INPUT FOR THIS TASK:

━━━━━━━━━━━━━━━━━━━━━━━━━━━━━━

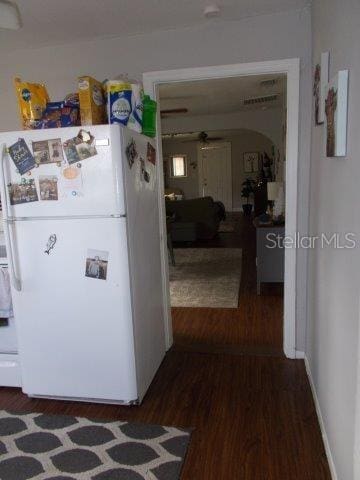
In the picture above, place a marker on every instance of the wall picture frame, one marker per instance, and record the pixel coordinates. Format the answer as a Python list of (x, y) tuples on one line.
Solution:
[(321, 79), (336, 101), (251, 162)]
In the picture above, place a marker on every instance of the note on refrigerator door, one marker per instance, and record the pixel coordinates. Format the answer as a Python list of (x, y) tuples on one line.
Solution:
[(21, 156), (48, 151), (71, 182)]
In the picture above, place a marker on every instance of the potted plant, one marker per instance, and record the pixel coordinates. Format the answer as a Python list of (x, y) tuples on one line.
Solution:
[(246, 192)]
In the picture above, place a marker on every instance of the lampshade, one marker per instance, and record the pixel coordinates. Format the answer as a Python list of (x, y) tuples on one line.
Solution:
[(273, 190), (9, 15)]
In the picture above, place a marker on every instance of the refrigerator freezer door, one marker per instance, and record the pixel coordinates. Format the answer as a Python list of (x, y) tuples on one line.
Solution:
[(75, 332), (97, 184)]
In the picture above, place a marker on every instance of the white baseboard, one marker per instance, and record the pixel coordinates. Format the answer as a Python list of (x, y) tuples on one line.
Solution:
[(321, 422)]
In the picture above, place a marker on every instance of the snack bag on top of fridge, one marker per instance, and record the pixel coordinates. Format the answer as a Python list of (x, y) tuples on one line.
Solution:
[(119, 101), (32, 100), (124, 102), (92, 102)]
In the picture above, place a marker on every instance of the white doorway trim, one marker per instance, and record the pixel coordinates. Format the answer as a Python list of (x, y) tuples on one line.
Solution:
[(290, 67), (227, 172)]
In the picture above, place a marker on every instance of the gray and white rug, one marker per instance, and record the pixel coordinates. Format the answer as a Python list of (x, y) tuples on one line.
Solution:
[(206, 277), (54, 447)]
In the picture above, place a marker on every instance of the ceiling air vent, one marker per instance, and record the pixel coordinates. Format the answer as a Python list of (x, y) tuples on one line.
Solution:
[(269, 83), (258, 100)]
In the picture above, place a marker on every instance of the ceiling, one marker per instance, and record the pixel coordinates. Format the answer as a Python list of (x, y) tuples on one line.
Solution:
[(194, 136), (223, 95), (51, 22)]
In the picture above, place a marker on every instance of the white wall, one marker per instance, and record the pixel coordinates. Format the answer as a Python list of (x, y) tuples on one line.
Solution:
[(241, 142), (259, 38), (334, 275), (190, 184)]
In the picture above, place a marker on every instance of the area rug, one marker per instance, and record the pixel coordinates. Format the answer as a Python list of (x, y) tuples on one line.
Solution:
[(52, 447), (226, 226), (205, 277)]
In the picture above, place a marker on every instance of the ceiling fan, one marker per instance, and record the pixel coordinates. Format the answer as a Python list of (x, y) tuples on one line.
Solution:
[(203, 137), (9, 15)]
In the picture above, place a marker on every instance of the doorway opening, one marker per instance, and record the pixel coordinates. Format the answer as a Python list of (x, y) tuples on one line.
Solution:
[(214, 174)]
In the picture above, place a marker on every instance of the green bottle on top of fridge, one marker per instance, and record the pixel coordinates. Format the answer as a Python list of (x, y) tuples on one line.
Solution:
[(149, 116)]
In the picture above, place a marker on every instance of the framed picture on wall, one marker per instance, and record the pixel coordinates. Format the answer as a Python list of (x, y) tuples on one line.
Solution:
[(251, 162), (336, 114)]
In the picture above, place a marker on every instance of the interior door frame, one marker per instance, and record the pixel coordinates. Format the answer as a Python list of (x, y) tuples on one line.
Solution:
[(225, 144), (291, 68)]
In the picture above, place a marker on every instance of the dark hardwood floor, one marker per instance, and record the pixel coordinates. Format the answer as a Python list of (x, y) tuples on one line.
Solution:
[(256, 326), (253, 414)]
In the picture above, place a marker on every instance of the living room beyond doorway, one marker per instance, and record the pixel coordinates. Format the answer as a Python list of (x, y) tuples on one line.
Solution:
[(217, 185)]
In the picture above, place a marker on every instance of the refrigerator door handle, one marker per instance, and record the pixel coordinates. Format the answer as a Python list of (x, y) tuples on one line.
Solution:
[(7, 225)]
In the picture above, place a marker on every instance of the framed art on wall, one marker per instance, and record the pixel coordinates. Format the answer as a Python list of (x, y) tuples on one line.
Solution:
[(251, 162), (321, 78), (336, 114)]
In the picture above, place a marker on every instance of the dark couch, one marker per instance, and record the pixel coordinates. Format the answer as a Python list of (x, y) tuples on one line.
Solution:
[(195, 219)]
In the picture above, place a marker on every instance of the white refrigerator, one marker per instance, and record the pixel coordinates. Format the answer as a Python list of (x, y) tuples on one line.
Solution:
[(85, 266)]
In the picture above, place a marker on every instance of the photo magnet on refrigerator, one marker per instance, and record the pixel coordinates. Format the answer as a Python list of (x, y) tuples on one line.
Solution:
[(71, 183), (96, 264), (151, 154), (22, 192), (131, 152), (21, 156), (80, 147), (48, 151)]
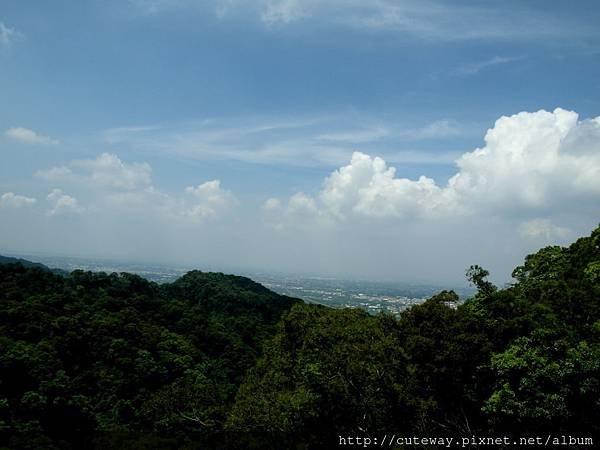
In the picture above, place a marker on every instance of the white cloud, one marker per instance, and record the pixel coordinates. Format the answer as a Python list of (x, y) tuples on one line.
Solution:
[(63, 203), (476, 67), (53, 174), (424, 19), (6, 35), (325, 141), (209, 200), (105, 171), (27, 136), (12, 200), (542, 228), (532, 163)]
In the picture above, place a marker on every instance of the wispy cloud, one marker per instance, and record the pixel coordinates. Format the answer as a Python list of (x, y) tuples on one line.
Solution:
[(322, 141), (7, 35), (27, 136), (474, 68), (425, 19)]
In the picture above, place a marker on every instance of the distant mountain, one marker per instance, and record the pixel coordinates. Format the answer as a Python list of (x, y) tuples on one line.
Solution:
[(30, 264)]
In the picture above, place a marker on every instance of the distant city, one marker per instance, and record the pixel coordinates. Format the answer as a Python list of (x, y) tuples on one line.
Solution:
[(372, 296)]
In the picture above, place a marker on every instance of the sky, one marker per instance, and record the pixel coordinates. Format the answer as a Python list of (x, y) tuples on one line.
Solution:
[(382, 140)]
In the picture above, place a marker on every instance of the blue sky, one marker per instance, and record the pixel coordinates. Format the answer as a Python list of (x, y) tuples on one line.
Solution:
[(270, 98)]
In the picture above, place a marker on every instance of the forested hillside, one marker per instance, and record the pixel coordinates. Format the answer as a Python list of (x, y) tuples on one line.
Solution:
[(115, 361), (106, 360)]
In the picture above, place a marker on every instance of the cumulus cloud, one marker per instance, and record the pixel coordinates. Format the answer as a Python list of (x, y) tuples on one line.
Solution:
[(542, 228), (532, 163), (63, 203), (105, 171), (209, 200), (12, 200), (27, 136), (109, 171), (54, 173)]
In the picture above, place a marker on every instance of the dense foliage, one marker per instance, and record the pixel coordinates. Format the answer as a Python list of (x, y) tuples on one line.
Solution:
[(518, 361), (119, 362), (96, 359)]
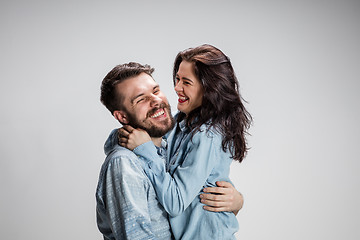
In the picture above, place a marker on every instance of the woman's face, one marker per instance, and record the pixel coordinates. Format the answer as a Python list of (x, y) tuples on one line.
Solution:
[(188, 88)]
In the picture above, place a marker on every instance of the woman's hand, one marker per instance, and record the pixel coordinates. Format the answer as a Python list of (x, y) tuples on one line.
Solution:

━━━━━━━━━━━━━━━━━━━━━━━━━━━━━━

WHAT YOU HAVE TO DO: Without the pictures, copy out each entry exactly as it stands.

TASK SOLUTION:
In the picture above, place a marker on every instance of the wall picture frame, one marker per instance, and record the pixel coordinates. Format the answer as a Python list of (x, y) tuples on one line.
Solution:
[(321, 79), (336, 101), (251, 162)]
In the picture above, place a marker on every instance of the note on refrigerator door, one marker per instance, and record the pixel coordinates. Format the answer as a Python list of (x, y) tuples on one line.
Solution:
[(21, 156), (48, 151), (71, 182)]
In the picture above, place a marker on every instance of the potted plant, one marker per instance, and record the pixel coordinates. Format the answer as a Python list of (x, y) tuples on one line.
Solution:
[(246, 192)]
In the picture above, place a marker on every instance of the lampshade, one marker per instance, and record the pixel coordinates. Format the answer as a Python list of (x, y) tuples on one line.
Solution:
[(273, 190), (9, 15)]
In the picture above, place a marker on every instance of the refrigerator freezer door, one marker per instance, and record the pixel coordinates. Format the answer as a Python list of (x, y) tuples on one line.
Solution:
[(75, 332), (97, 184)]
In the picture above, place a marker on every instance of the white baseboard, one marker per instance, and record the pixel coordinates. Format the answer as a Python list of (x, y) tuples on one line.
Solution:
[(321, 422)]
In the picture above, place a marker on every instance of the snack bag on top of fridge, one marker per instance, and record the pixel coordinates. Format the answer as a Python list of (x, y) tuples on one line.
Solution:
[(119, 101), (32, 100), (124, 102), (92, 102)]
In the picture above, place a marker on every instance of the white doorway trim, one marker per instance, and record the pixel coordinates. Format the answer as a Python list of (x, y) tuples on one line.
Solution:
[(290, 67), (227, 172)]
In the picture above, place a marker on every instance of the gray and white rug, one marker per instance, and record the pixel coordinates. Format the answer as a Python list of (x, y) tuples on one line.
Solution:
[(206, 277), (54, 447)]
In the picture above, place a marker on every instance of the ceiling air vent, one marker per instance, and record the pixel coordinates. Format the answer as a Python list of (x, y) tuples on one line.
Solution:
[(269, 83), (258, 100)]
In the picture above, place a marker on every instance of the ceiling, one marker per instance, and record the pixel coordinates. Format the answer as a Python list of (x, y) tuples on one line.
Solution:
[(194, 136), (223, 95), (51, 22)]
In the picture above, place a marker on every instance of the white wall, one marker per instance, and record the pixel coordinates. Format the answer as a Python list of (x, y) tuples on one line.
Solution:
[(241, 142), (259, 38), (334, 275), (190, 184)]
In the picture above, place a marker on every instance of the area rug, one marker per instance, and record the pixel coordinates. Format the answer as a Python list of (x, y) tuples on one line.
Solution:
[(52, 447), (226, 226), (205, 277)]
In the picture above, place a marker on every instance of the ceiling fan, one marker per instance, and record the pixel coordinates. Format the answer as a Python list of (x, y) tuples on one line.
Solution:
[(203, 137), (9, 15)]
In the picture above, place a marker on every instance of the doorway opening, one marker per instance, and record the pixel coordinates. Format the answer as a Python list of (x, y) tuples on one line.
Solution:
[(214, 174)]
In the picture above, place a marker on every instance of the green bottle on top of fridge, one marker per instance, and record the pixel coordinates. Format the answer as a Python list of (x, y) tuples on one line.
Solution:
[(149, 116)]
In the picture above, place a marker on every instance of the framed picture on wall, one marker per instance, and record the pixel coordinates. Format the answer as a Python list of (x, y) tuples on one line.
Solution:
[(251, 162), (336, 114)]
In the picture above, place a marker on every instance of the interior door frame, one marker per instance, and record the pixel coordinates. Format the answer as a Python list of (x, y) tuples on one line.
Solution:
[(225, 144), (291, 68)]
In the picture above, place a marker on every instance of the dark hardwood floor, one marker per instance, and record the pixel coordinates. Format the answer as a Python list of (x, y) tuples on one line.
Solution:
[(256, 326), (253, 414)]
In the picture above, place a marker on every instance of the living room beyond doorway, one marker per instance, and record the pixel coordinates. Format the answer as a Python list of (x, y) tuples on one line.
Solution:
[(217, 185)]
In the picture above, place a marker on every instance of the refrigerator door handle, one marker per instance, and record the pixel coordinates. Format the answer as a Python list of (x, y) tuples on one line.
Solution:
[(7, 225)]
In the picture above, place a marker on every instance of the framed art on wall, one marker per instance, and record the pixel coordinates. Format the answer as a Python list of (x, y) tuples on one line.
Solution:
[(251, 162), (321, 78), (336, 114)]
In the picture above, place a marker on every instance of the dark couch, one marker per instance, and record the pixel coordinates. Format the answer as a Python list of (x, y) tuples on one line.
Solution:
[(195, 219)]
In the picture above, place a marker on every instance of the white refrigerator, one marker per instance, and record the pixel coordinates. Format the answer as a Python list of (x, y) tuples on one line.
Solution:
[(85, 266)]
In the picture above, place a marker on every instance of the photo magnet on refrigerator, one marker per instance, and record the pixel coordinates. Format the answer as a Python list of (x, y) tuples on one line.
Solution:
[(71, 183), (96, 264), (151, 154), (22, 192), (131, 152), (21, 156), (80, 147), (48, 151)]
In the picture above, place a marker on every instance of the white cloud, one marker per instance, and record the pixel coordinates. Format the answer as a Python list of (x, y) tuples on one line.
Solution:
[(63, 203), (476, 67), (53, 174), (424, 19), (6, 35), (325, 141), (209, 200), (105, 171), (27, 136), (12, 200), (542, 228), (532, 163)]
In the picture above, place a marker on every instance of the wispy cloud, one marker per instance, and record the pixel coordinates. Format the answer as a Python list of (x, y) tuples on one line.
Solution:
[(322, 141), (7, 35), (27, 136), (474, 68), (425, 19)]
In the picture above, place a marker on every instance of the distant mountain, one marker per instance, and record the pixel coordinates. Format the answer as a Python list of (x, y) tuples on one line.
Solution:
[(30, 264)]
In the picture above, place a marker on every instance of the distant city, one marker per instance, and record the pixel coordinates. Format the answer as a Python list of (x, y) tuples on one line.
Solution:
[(372, 296)]
In the picture above, place a marker on every instance of the sky, one marker per instance, and record the pixel coordinates. Format the answer as a Python list of (x, y) tuples on one line.
Solution:
[(382, 140)]
In the picture above, place a marker on every instance of the blue sky, one marker per instance, and record the pixel coordinates. Format the answer as a Python list of (x, y) tuples on one line.
Solution:
[(270, 98)]
In the picture above, place a marker on every instance of the forested hillside, one marker per instance, and record the pixel coordinates. Format the answer as a Python list of (x, y) tuples on one line.
Solution:
[(115, 361), (106, 360)]
In the picture above, place a marker on every instance of the cumulus cloud, one marker per instance, and record the pixel coordinates. Format the answer as a Python list of (x, y) tuples on one line.
Solution:
[(542, 228), (532, 163), (63, 203), (105, 171), (209, 200), (12, 200), (27, 136), (109, 171), (54, 173)]
In the picture above, place a marker on every instance of the dense foliage, one marker per instance, and record the pixel coordinates. Format the answer as a Python list of (x, y) tuples on one line.
Solution:
[(518, 361), (119, 362), (96, 359)]
In the picture above, place a marker on every instance of the woman's face, one marker per instance, and record the pixel coordinates. Format the answer as a Python list of (x, y) tuples on one line.
Solution:
[(188, 88)]
In the picture above, place a marker on every instance of the woman's hand, one marker per instance, and record the pixel coordinates. Format the answer as a Python list of (x, y) tuples on one line.
Solution:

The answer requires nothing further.